# DATA TO PROCESS
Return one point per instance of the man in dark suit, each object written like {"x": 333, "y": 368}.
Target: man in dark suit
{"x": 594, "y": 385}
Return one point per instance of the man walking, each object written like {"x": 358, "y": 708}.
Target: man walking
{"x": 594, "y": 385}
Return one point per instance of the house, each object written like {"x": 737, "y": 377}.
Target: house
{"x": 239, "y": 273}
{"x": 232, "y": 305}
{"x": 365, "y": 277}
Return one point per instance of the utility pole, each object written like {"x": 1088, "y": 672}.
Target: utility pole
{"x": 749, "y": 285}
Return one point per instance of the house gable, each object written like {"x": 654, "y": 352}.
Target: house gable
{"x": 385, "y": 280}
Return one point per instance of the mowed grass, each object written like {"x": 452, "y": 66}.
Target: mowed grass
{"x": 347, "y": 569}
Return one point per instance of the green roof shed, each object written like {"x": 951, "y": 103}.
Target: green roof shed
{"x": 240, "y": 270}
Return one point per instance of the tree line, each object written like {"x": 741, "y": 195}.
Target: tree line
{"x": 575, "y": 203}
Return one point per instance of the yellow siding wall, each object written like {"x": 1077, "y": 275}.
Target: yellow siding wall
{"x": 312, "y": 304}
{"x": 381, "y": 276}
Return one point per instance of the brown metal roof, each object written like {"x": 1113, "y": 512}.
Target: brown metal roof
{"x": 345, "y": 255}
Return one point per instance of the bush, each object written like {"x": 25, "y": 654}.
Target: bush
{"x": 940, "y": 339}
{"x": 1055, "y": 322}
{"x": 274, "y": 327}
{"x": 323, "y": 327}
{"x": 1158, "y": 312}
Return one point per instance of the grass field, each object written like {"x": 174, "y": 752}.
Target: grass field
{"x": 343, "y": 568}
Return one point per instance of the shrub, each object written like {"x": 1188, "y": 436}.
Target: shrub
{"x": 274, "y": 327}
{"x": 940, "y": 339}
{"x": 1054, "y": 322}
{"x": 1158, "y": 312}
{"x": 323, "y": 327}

# WHAT TO DO
The full listing above needs to be transcribed exactly.

# OUTPUT
Return one point per instance of the man in dark suit, each object written like {"x": 333, "y": 368}.
Target: man in dark suit
{"x": 594, "y": 385}
Return one point per instance of the man walking, each object written like {"x": 358, "y": 708}.
Target: man walking
{"x": 594, "y": 385}
Return one point per instance of the house, each object written like {"x": 737, "y": 377}.
Target: house
{"x": 239, "y": 273}
{"x": 232, "y": 305}
{"x": 365, "y": 277}
Return one point per instance of the utility pole, each object written like {"x": 1088, "y": 672}.
Target: utility pole
{"x": 749, "y": 285}
Return one point per instance of the house gable, each object written like {"x": 654, "y": 352}.
Target: house gable
{"x": 385, "y": 280}
Return one point per instance of the mowed grass, each object written like {"x": 452, "y": 66}.
Target: mowed grass
{"x": 347, "y": 569}
Return one point per instance of the green roof shed, each object written like {"x": 951, "y": 103}.
Target: green roof shed
{"x": 240, "y": 270}
Return one point per instance of the tree line, each object written like {"x": 741, "y": 195}.
Target: tree line
{"x": 575, "y": 203}
Return one point per instance of the yellow siding wall, each object written like {"x": 1077, "y": 275}.
Target: yellow siding wall
{"x": 312, "y": 304}
{"x": 381, "y": 276}
Return one point per instance of the brown metal roof, each object written like {"x": 1113, "y": 512}.
Target: brown metal roof
{"x": 345, "y": 255}
Return one point per instance of the bush, each object written like {"x": 25, "y": 654}.
Target: bush
{"x": 940, "y": 339}
{"x": 1055, "y": 322}
{"x": 274, "y": 327}
{"x": 323, "y": 327}
{"x": 1158, "y": 312}
Return one point per instance of the grass field, each object written like {"x": 174, "y": 752}.
Target: grass field
{"x": 343, "y": 568}
Return one point per instance of the shrub, each object written like {"x": 1188, "y": 436}.
Target: shrub
{"x": 274, "y": 327}
{"x": 940, "y": 339}
{"x": 1054, "y": 322}
{"x": 1158, "y": 312}
{"x": 323, "y": 327}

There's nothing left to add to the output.